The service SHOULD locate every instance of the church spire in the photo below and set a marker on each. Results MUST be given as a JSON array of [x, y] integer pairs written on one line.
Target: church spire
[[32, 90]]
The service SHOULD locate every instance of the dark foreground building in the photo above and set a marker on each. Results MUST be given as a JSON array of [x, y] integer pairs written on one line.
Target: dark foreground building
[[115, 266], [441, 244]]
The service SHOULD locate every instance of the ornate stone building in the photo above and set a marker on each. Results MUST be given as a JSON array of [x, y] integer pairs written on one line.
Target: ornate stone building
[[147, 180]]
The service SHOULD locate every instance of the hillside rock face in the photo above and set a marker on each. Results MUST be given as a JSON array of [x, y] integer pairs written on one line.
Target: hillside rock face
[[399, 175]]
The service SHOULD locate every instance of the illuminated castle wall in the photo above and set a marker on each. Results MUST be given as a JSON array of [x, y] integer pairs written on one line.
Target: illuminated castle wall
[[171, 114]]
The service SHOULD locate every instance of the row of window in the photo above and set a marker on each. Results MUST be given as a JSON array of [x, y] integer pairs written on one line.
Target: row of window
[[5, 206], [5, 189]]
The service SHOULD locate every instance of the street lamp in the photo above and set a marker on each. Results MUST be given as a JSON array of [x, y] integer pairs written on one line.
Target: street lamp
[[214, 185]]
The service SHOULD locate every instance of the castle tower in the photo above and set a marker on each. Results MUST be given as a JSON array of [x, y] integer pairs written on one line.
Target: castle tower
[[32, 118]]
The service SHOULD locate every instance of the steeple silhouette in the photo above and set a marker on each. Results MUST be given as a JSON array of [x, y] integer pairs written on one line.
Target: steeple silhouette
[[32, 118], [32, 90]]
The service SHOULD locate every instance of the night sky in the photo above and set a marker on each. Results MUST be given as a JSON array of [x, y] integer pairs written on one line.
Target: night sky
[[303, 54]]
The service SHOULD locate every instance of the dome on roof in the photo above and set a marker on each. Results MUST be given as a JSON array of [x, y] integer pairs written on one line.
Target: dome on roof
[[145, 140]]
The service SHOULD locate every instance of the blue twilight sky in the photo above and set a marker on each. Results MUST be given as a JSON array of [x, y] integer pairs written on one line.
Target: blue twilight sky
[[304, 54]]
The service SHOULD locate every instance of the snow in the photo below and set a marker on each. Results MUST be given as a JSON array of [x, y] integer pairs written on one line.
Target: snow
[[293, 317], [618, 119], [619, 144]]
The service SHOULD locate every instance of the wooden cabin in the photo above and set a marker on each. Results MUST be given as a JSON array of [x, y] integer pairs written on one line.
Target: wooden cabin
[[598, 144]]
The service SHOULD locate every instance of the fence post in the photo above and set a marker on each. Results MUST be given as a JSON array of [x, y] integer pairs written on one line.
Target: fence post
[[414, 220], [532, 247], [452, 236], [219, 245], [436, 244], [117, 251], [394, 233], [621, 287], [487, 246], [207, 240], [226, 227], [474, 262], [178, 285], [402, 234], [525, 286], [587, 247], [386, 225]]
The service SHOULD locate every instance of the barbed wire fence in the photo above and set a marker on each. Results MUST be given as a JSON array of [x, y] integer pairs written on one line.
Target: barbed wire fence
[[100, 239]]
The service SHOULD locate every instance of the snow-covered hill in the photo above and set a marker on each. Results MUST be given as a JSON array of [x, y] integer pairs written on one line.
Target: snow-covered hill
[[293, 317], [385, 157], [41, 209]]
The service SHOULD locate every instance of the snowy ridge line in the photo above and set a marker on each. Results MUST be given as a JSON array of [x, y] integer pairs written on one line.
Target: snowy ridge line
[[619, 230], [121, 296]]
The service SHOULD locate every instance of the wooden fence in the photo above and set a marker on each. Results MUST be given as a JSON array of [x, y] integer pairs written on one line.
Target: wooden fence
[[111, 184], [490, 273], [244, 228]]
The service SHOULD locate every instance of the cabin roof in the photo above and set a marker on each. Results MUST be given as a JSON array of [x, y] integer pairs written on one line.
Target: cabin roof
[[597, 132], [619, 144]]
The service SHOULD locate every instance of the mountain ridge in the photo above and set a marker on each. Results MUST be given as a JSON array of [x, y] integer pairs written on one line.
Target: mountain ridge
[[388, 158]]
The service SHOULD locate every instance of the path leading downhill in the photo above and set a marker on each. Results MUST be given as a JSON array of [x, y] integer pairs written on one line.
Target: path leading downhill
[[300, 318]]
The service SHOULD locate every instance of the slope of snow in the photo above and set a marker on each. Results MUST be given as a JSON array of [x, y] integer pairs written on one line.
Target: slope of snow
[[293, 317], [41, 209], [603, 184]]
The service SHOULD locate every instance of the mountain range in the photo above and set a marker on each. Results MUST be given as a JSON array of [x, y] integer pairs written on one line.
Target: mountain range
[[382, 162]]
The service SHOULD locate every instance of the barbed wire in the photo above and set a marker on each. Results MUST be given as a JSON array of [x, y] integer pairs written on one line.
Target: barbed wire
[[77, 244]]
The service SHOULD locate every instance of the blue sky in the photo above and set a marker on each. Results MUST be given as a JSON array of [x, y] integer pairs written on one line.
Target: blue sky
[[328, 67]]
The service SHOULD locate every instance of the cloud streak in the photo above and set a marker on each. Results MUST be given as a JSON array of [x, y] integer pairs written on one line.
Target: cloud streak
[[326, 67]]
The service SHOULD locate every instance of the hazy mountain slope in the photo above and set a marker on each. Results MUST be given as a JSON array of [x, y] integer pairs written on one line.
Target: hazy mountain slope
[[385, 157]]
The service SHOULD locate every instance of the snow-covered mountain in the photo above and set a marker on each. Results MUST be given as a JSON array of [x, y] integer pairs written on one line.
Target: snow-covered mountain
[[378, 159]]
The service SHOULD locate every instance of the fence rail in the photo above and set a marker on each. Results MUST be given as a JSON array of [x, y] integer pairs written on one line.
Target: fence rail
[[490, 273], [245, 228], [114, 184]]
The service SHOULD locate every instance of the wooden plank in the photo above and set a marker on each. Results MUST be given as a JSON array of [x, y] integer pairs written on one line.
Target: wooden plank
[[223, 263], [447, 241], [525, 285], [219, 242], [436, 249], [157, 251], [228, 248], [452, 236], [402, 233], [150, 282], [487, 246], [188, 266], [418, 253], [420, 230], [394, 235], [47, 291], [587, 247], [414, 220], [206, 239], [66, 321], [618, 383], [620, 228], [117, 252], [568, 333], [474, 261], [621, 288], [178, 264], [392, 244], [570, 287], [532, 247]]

+ + + +

◆ **TASK PROMPT**
Reproduce all of the records above verbatim, line for line, with no changes.

◆ **FINAL RESULT**
The service SHOULD locate every instance of the church spire in the photo below and set a marker on each. Results MUST be given as a JSON array of [x, y] integer pairs written on one line.
Target: church spire
[[32, 90]]
The service SHOULD locate every instance of the dark foreground building in the photo above and set a marker on each. Results MUST be given as a JSON array of [x, y] integer pairs written on one line.
Target: dark foreground building
[[115, 266], [441, 244]]
The service SHOULD locate every instance of the ornate stone building in the photo above and set a marker on each. Results MUST be given as a JSON array of [x, y] integer pairs written on one line.
Target: ornate stone building
[[147, 180]]
The service SHOULD locate every instance of the hillside rock face in the photo above and set a marker on each. Results MUST be given as a JSON array of [x, y] integer pairs written on one line.
Target: hillside rock face
[[399, 175]]
The service SHOULD locate every instance of the illuminated castle wall in the photo above and set a marker on each. Results MUST be given as a JSON array of [x, y] integer pairs written on one line.
Target: illuminated castle wall
[[171, 114]]
The service SHOULD locate every instance of the row of window in the photo above and set a marker on each. Results MUST be given as a JSON array of [x, y] integer pairs written on one line.
Target: row of window
[[5, 206], [5, 189]]
The service SHOULD locate every instance of the street lamp in the photo above and set a marker on each. Results MUST be given as a JSON array of [x, y] integer pairs written on one line.
Target: street lamp
[[214, 185]]
The service SHOULD locate every instance of the castle tower in the photo above and set a marker on each. Results MUST be given as a JSON array of [x, y] integer pairs written on one line.
Target: castle tower
[[32, 118]]
The service SHOULD locate every instance of the steeple silhouette in the photo above and set a marker on each. Results MUST be given as a JSON array of [x, y] integer pairs written on one line.
Target: steeple silhouette
[[32, 118], [32, 90]]
The service SHOULD locate every instance of the night sky in the photo above and set a marker on each. Results MUST be given as a JSON array of [x, y] integer pairs written on one line.
Target: night sky
[[303, 54]]
The service SHOULD locate every instance of the dome on roof in the photo above and set a marker on each. Results MUST be given as a JSON array of [x, y] integer pairs written on one line.
Target: dome on roof
[[145, 140]]
The service SHOULD locate every instance of the blue twilight sky in the photo above and set a marker on each. Results MUST be given as a JSON array of [x, y] integer pairs written on one line.
Target: blue twilight sky
[[304, 54]]
The service SHOULD locate every instance of the snow in the photo below and set a marker on each. Results MUST be given as a JSON array of [x, y] integer pairs written on one line.
Target: snow
[[293, 317], [618, 119], [619, 144]]
The service SHOULD locate every instance of the wooden cabin in the photo above and set a marker on each. Results MUST be given as a JSON array of [x, y] integer pairs written on one line.
Target: wooden cabin
[[598, 144]]
The service SHOULD locate every instance of the fence post in the photo above and set a marker on each. Results MUST be given as a JSON array of [x, y] integer pairs written on one line.
Target: fence post
[[414, 220], [532, 247], [452, 236], [219, 245], [436, 244], [117, 251], [394, 233], [621, 287], [487, 246], [207, 240], [226, 227], [474, 262], [178, 285], [402, 234], [525, 286], [587, 247], [386, 225]]
The service SHOULD locate every instance of the barbed wire fence in the photo above and set a marker on each. Results MUST be given as a JSON array of [x, y] integer pairs written on one line.
Target: barbed wire fence
[[100, 239]]
The service SHOULD locate every instance of the snow-covered hill in the photo above and set a marker on each. Results MUST be given as a JSON array of [x, y] integer pairs written on one line.
Target: snow-covered hill
[[293, 317], [385, 157], [41, 209]]
The service SHOULD locate every instance of the snowy ridge line in the photo above and set a marker on each. Results MUST be given as a JSON array of [x, y] integer pairs written on one line.
Target: snowy ridge line
[[619, 230], [121, 296]]
The service SHOULD locate every instance of the wooden fence in the photo above and set a marker on each. Results MUST be given as a JSON array of [x, y] integer pairs written on one line.
Target: wooden fence
[[111, 184], [490, 273], [244, 228]]
The service SHOULD locate every instance of the cabin roof in the photo above and set a marker on each. Results MUST be given as a JSON array of [x, y] integer pairs written on one line.
Target: cabin roof
[[597, 132], [619, 144]]
The service SHOULD locate every instance of the mountain ridge in the photo above and set a marker on each. Results MUST be given as a JSON array of [x, y] integer pairs written on one line.
Target: mountain ridge
[[388, 158]]
The service SHOULD locate every instance of the path leading downhill in the photo above and set a marker on each. Results MUST be given as a JSON array of [x, y] integer pairs written on one line.
Target: path leading downhill
[[300, 318]]
The service SHOULD locate every instance of the slope of snow in the photo above and set a marker on each. Results MUST be given as a JSON array of [x, y] integer pairs written on one line.
Target: slope of snow
[[293, 317], [41, 209], [603, 184]]
The service SHOULD locate every instance of the mountain range in the photo above and set a marker on each. Results MUST be given as a JSON array of [x, y] integer pairs written on one line.
Target: mountain range
[[382, 162]]
The service SHOULD locate every instance of the barbed wire in the photo above and set a marker on each. Results MUST be given as a JSON array of [x, y] integer pairs written on one line.
Target: barbed wire
[[77, 244]]
The service SHOULD locate every instance of the blue sky in the photo above and set a marker on each. Results MUST be given as a JSON array of [x, y] integer pairs written on one line.
Target: blue sky
[[328, 67]]
The service SHOULD locate every instance of the cloud streak in the photo above and set a marker on each. Results MUST be given as a JSON array of [x, y] integer pairs written on one line.
Target: cloud streak
[[326, 67]]
The service SHOULD locate every instance of the hazy mountain slope in the photo above and set a marker on each. Results MUST be given as a JSON array of [x, y] integer pairs written on one line.
Target: hazy mountain slope
[[385, 157]]
The service SHOULD locate every instance of the snow-covered mountain in the photo above and set a marker on each. Results MUST be given as a JSON array of [x, y] integer pairs written on one line.
Target: snow-covered mountain
[[378, 159]]
The service SHOULD locate every instance of the fence rail in the photo above and set a marker on each. Results MUST be given as a JSON array of [x, y] integer pairs written on one line.
Target: fence rail
[[490, 273], [245, 228], [114, 184]]
The service SHOULD locate every instance of the wooden plank in the photo above and set a marker on each. Results MUST be given as a JSON array of [x, y] integer pairs written on one line.
Target: wooden plank
[[223, 263], [447, 241], [525, 285], [219, 242], [436, 249], [157, 251], [228, 248], [452, 236], [402, 233], [150, 282], [487, 246], [188, 266], [418, 253], [420, 230], [394, 235], [47, 291], [587, 247], [414, 220], [206, 239], [66, 321], [618, 383], [620, 228], [117, 252], [568, 333], [474, 261], [621, 288], [178, 264], [392, 244], [570, 287], [532, 247]]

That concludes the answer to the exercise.